Extract every line in the records below that contains the string "lead". Case matters.
════════════════════
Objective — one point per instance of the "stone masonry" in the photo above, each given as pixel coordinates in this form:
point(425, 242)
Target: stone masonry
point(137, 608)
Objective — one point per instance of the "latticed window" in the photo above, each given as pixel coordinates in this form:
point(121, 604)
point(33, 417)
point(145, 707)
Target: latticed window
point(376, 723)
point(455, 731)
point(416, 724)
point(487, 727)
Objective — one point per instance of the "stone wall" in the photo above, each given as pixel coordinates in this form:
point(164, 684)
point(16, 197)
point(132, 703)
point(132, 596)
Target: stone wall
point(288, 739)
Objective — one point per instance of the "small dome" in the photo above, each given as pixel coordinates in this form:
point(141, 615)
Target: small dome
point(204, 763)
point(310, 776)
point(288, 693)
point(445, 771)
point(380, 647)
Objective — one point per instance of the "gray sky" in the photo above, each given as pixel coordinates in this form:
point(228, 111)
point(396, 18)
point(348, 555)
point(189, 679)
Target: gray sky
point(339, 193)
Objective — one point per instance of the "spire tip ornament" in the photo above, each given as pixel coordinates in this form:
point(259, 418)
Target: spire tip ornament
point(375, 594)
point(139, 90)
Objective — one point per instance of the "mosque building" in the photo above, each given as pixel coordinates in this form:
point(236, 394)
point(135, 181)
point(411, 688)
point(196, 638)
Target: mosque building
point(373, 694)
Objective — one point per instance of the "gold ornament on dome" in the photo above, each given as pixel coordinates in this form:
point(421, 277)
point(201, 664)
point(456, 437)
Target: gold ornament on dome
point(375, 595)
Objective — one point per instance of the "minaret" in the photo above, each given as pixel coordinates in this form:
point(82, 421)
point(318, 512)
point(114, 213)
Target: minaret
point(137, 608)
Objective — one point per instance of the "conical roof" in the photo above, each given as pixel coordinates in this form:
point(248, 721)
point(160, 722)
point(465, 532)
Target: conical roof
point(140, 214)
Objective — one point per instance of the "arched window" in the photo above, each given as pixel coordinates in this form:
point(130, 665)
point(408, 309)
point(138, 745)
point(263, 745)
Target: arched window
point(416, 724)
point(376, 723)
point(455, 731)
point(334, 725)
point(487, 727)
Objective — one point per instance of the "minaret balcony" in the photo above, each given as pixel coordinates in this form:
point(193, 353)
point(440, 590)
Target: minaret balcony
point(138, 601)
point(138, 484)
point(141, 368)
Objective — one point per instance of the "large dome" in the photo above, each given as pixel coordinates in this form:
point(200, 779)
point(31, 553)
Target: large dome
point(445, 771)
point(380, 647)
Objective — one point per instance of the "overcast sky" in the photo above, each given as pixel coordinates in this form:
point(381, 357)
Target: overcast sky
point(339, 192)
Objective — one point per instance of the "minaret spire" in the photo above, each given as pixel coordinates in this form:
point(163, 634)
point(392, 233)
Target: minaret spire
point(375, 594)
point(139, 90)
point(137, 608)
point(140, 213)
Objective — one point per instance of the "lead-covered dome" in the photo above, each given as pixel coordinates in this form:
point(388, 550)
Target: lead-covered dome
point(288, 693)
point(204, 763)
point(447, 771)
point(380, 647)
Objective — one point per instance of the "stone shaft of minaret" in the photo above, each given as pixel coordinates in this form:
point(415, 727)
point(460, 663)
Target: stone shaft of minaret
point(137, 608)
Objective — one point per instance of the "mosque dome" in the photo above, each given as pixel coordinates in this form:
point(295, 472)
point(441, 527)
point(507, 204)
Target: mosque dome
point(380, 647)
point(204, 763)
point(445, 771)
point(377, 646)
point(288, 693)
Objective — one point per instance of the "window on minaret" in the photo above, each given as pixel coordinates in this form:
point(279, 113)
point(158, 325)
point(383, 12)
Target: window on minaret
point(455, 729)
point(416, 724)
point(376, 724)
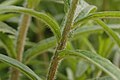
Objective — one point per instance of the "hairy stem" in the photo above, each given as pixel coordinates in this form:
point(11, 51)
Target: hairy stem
point(62, 44)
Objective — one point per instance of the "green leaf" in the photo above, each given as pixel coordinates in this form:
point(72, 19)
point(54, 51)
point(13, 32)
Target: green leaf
point(102, 78)
point(91, 29)
point(39, 48)
point(6, 29)
point(10, 2)
point(42, 46)
point(96, 59)
point(42, 16)
point(105, 14)
point(8, 45)
point(109, 31)
point(4, 17)
point(83, 9)
point(24, 69)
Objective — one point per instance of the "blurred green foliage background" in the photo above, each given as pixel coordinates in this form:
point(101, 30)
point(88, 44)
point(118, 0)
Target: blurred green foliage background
point(71, 68)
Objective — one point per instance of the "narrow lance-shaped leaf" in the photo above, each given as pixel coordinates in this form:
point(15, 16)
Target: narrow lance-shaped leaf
point(6, 29)
point(45, 18)
point(105, 14)
point(4, 17)
point(96, 59)
point(8, 44)
point(24, 69)
point(39, 48)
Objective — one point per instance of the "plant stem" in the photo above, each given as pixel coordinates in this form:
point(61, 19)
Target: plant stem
point(23, 28)
point(62, 44)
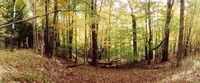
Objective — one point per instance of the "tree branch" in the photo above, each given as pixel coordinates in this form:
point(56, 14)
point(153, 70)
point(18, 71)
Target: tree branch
point(19, 21)
point(158, 45)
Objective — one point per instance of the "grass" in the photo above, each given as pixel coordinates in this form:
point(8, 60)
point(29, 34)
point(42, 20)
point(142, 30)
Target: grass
point(27, 64)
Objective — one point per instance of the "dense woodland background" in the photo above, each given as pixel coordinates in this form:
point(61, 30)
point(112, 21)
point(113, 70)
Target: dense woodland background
point(102, 31)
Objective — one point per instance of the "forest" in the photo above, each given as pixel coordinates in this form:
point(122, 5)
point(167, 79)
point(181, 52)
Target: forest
point(99, 41)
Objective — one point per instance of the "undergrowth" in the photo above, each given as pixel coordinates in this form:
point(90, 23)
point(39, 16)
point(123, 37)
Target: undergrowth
point(25, 66)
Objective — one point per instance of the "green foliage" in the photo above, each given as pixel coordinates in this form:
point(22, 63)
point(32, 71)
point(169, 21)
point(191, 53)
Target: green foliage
point(26, 64)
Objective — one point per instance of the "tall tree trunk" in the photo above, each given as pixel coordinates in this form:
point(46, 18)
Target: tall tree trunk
point(94, 34)
point(47, 30)
point(150, 51)
point(70, 49)
point(180, 41)
point(189, 32)
point(134, 31)
point(34, 27)
point(13, 27)
point(166, 30)
point(54, 28)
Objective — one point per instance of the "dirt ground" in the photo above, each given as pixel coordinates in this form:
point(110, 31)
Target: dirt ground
point(66, 71)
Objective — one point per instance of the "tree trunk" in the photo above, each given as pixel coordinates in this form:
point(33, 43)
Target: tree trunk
point(54, 28)
point(150, 51)
point(189, 32)
point(47, 31)
point(166, 30)
point(180, 41)
point(13, 27)
point(94, 34)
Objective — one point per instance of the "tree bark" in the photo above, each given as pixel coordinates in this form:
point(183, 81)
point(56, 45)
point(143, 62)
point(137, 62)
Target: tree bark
point(13, 27)
point(94, 34)
point(166, 30)
point(47, 30)
point(180, 41)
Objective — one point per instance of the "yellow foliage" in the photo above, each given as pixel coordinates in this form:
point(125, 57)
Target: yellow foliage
point(2, 10)
point(69, 14)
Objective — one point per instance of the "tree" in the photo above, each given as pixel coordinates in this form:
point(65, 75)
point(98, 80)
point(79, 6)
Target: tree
point(47, 51)
point(150, 51)
point(13, 27)
point(134, 31)
point(166, 30)
point(180, 40)
point(94, 33)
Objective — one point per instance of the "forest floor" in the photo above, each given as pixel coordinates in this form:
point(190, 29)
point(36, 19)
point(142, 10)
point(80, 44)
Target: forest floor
point(26, 66)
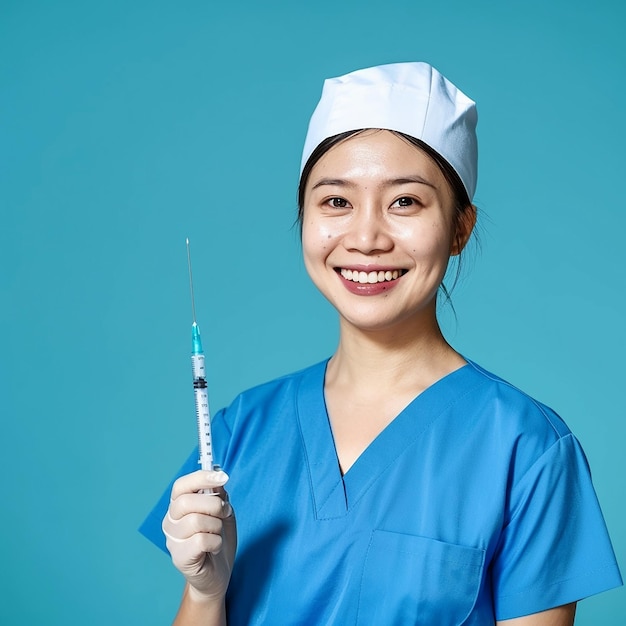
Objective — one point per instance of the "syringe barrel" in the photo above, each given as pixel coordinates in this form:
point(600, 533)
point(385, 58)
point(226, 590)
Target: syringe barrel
point(203, 414)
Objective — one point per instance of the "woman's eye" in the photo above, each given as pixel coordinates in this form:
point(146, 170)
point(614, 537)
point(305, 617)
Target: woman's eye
point(405, 201)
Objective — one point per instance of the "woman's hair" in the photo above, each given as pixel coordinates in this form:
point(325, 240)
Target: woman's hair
point(462, 203)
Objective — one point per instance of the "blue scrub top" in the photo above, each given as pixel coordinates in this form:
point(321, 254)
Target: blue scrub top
point(474, 504)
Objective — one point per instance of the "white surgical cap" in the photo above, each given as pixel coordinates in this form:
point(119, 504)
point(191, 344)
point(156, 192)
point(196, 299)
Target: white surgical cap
point(411, 98)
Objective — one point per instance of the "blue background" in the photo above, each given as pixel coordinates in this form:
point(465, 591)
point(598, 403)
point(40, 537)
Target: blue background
point(127, 126)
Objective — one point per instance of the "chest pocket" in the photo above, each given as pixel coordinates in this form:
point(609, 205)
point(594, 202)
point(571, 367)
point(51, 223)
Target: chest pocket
point(409, 580)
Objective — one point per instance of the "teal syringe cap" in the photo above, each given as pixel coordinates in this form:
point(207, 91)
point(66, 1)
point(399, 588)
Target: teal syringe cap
point(196, 342)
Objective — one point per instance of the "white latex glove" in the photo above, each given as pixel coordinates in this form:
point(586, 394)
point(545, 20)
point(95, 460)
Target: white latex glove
point(201, 533)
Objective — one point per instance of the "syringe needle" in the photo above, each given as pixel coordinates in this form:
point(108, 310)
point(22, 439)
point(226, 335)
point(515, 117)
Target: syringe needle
point(193, 302)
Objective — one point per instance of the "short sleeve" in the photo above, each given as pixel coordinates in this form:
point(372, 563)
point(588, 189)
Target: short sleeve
point(554, 548)
point(151, 526)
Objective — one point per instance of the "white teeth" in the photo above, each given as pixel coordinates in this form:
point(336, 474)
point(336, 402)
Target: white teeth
point(370, 277)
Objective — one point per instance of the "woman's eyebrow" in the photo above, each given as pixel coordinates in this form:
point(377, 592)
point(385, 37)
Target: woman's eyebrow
point(391, 182)
point(335, 182)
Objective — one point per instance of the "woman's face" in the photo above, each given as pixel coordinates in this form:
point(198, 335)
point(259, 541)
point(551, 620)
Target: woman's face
point(378, 230)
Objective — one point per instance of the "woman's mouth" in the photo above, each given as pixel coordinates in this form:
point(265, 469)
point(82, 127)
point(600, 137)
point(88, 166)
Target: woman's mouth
point(371, 278)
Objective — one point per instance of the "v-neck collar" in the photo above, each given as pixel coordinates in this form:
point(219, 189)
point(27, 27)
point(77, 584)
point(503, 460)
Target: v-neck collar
point(333, 493)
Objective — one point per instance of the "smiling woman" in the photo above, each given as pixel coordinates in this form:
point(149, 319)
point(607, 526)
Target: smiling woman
point(414, 487)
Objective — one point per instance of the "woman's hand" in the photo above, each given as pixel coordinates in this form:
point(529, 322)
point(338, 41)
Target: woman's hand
point(201, 534)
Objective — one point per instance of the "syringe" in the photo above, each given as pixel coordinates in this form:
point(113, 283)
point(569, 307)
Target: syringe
point(200, 391)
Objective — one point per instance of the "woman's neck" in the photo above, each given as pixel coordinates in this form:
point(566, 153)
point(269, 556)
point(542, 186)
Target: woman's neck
point(398, 358)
════════════════════
**Task response**
Objective — one point per instance of the "lead-covered dome" in the photo above, each given as pixel coordinates in this form:
Target: lead-covered dome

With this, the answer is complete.